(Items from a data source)
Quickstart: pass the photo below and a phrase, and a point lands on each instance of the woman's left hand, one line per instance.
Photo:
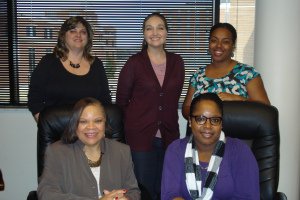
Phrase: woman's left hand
(230, 97)
(114, 195)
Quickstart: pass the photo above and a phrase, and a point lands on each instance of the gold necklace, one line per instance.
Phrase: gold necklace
(94, 163)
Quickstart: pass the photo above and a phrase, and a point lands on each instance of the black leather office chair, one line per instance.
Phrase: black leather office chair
(257, 124)
(52, 122)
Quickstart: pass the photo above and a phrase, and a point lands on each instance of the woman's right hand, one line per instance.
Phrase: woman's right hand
(114, 195)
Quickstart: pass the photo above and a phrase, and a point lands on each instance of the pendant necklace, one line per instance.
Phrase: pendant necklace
(95, 163)
(203, 168)
(76, 66)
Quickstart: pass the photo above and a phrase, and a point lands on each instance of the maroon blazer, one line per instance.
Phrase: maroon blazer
(147, 105)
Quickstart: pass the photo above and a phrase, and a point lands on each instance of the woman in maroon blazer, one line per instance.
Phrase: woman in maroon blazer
(149, 88)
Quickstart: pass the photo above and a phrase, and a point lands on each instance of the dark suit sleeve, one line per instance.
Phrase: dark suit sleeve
(129, 181)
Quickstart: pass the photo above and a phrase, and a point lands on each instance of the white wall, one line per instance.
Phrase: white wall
(17, 153)
(277, 56)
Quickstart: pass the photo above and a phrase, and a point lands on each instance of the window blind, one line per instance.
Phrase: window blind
(117, 35)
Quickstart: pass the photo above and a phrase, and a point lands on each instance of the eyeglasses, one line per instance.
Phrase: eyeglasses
(200, 120)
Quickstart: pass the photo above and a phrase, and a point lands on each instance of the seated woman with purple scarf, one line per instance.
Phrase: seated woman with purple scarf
(208, 165)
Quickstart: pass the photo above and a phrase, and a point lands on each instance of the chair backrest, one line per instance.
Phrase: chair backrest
(53, 120)
(257, 123)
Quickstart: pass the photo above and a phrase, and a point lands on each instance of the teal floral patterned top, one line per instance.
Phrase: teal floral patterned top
(234, 82)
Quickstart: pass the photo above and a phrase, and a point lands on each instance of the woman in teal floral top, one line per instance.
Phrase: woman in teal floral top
(228, 78)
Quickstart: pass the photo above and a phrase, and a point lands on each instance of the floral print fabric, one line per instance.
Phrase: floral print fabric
(234, 82)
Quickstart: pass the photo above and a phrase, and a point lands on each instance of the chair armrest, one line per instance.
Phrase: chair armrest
(2, 186)
(32, 195)
(281, 196)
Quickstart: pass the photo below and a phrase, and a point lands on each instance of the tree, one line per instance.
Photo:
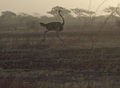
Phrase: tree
(55, 9)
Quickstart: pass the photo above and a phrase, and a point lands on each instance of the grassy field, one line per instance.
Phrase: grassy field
(88, 59)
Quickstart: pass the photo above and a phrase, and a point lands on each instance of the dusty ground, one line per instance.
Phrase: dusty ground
(86, 59)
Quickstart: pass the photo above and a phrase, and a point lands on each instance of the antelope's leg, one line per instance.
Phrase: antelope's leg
(57, 33)
(44, 36)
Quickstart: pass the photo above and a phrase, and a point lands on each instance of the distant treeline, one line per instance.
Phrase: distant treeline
(81, 17)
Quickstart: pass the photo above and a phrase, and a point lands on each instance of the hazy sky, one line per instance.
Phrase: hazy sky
(42, 6)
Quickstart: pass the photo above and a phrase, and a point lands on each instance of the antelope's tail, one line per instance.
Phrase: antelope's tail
(43, 24)
(61, 17)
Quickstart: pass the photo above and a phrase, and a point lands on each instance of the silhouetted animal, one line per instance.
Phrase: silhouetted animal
(54, 26)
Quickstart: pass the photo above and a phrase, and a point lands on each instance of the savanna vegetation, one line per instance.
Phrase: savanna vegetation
(89, 59)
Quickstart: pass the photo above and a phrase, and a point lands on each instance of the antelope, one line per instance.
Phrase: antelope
(54, 26)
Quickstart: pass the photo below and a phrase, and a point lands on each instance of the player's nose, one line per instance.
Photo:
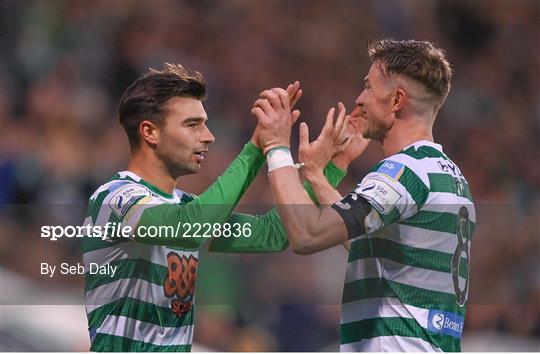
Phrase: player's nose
(207, 136)
(360, 99)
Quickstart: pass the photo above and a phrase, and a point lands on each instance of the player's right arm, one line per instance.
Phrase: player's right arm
(215, 205)
(266, 232)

### Exercise details
Pictures in the records should not appear in your copy, but everything else must be transcribed exactly.

### Finished exercise
Quickstart: pass the photo below and a phrase, and a point lands on each instance of the woman's left hand, one line per instance.
Photo:
Phrase: woman's left hand
(230, 97)
(114, 195)
Quickstart: pass the photo above and a phrase, and a point lands on each instance of the gold necklace, one line per instance.
Phrase: gold necklace
(94, 163)
Quickstart: pass the photo above and a phrase, and a point lands on each instance of the black leather office chair, one line per instance.
Phrase: black leather office chair
(257, 124)
(52, 122)
Quickstart: pass the photo above and a phrase, and a point lands on each instance of the woman's right hand, one line per instance.
Phrase: woman's right hand
(114, 195)
Quickstart: pass the photo above and a phrase, and a point lands on each instance of the pendant necklace, one line per instance.
Phrase: pendant necklace
(95, 163)
(203, 168)
(76, 66)
Quickstart: pass the photo above and a phrase, and a point lands on each instance of the maroon blazer, one line per instance.
Phrase: maroon blazer
(147, 105)
Quickstart: pass the photo above and a phrase, and a point lands on each instance of the woman in maroon blazer, one line per instance.
Phrase: woman in maroon blazer
(149, 88)
Quickstart: pass the photo above and a phrase, and a point lands on each instance of the dark suit sleeve, one line per instance.
Phrase: dark suit sleeve
(129, 181)
Quickstart: pass the photo above and a phrase, and a point lands on each instance of the white wall, one line per instance.
Phrase: white wall
(17, 153)
(277, 56)
Quickstart: pass the photo above and a phrase, and a point lands on each instance of the window blind, one line per instance.
Phrase: window blind
(117, 35)
Quickstart: pass the photo above and a phrase, and a point lands on each instance of the eyeglasses, one line per instance.
Phrase: eyeglasses
(200, 120)
Quickstart: pass the photo above and a phrase, and a point lands on each instance of the seated woman with purple scarf, one line per instance.
Phrase: seated woman with purple scarf
(208, 165)
Quickstart: pass the photo above and a phrase, and a point lands on each instance of the chair backrest, one line per instance.
Phrase: chair backrest
(53, 120)
(257, 123)
Quickstart: pass the photo above and a phrase, and a point lands on each instance of the teal floral patterned top, one line per instance.
Phrase: teal floral patterned top
(234, 82)
Quickstart: pass the photo above and a phrase, and a point lands on each instance of the woman in teal floral top, one line per instance.
Phrase: woman in teal floral top
(228, 78)
Quickstart: pass the photo above and a phrase, and a point lands on each instance of the floral print fabric, one line per instance.
Phrase: floral print fabric
(234, 82)
Quickstart: pass the photo above and a phrase, and a point lands on each instance of the chair armrest, one line per instance.
Phrase: chair armrest
(2, 186)
(32, 195)
(281, 196)
Quickstart: pass the photo below and a phrase, and a point lands on each instance of the tree, one line per instance.
Photo:
Phrase: tree
(55, 9)
Quickstart: pass the photo above and a phrase, and a point lands on each instance of the grassy field, one line per instance.
Phrase: grassy field
(88, 59)
Quickstart: pass the photo above and a phrase, and a point lands on each instance of the dusty ground, one line per instance.
Phrase: dusty ground
(86, 59)
Quickstart: pass the photo above and a phrase, and a point lands on each instance of the antelope's leg, one line per instance.
Phrase: antelope's leg
(57, 33)
(44, 36)
Quickstart: pass the photo above and a phrase, and a point lands on each instance of the distant treeline, one line per instance.
Phrase: distant treeline
(81, 17)
Quickstart: pass the photo above and a phrase, and a point lands on each instance of the hazy sky, one line per instance.
Phrase: hazy sky
(42, 6)
Quickstart: pass the photo above and a phrase, and a point lands on each instance of the antelope's tail, one line per instance.
Phrase: antelope's tail
(43, 24)
(61, 17)
Quickstart: pass the photo above and a phrase, and a point lands on each instance of the silhouetted animal, one line per instance.
Phrase: silhouetted animal
(54, 26)
Quickstart: pass the photo above and a phrase, and a point lands on each instance of the savanna vegetation, one line per instance.
Phrase: savanna vegetation
(89, 59)
Quickstart: pass the photo above and a phrase, and a point lands on each instance of the antelope, one line per instance.
Phrase: antelope
(54, 26)
Quickstart: pass the photo below and a phrase, and a point lands on each instance of the player's nose, one line per instance.
Photo:
Phrase: player's nose
(207, 136)
(360, 99)
Quickstart: pass the photo above and a phrase, and a point lands on each instance of the player's right arm, one line per instance.
Phrase: player's right arm
(215, 205)
(266, 232)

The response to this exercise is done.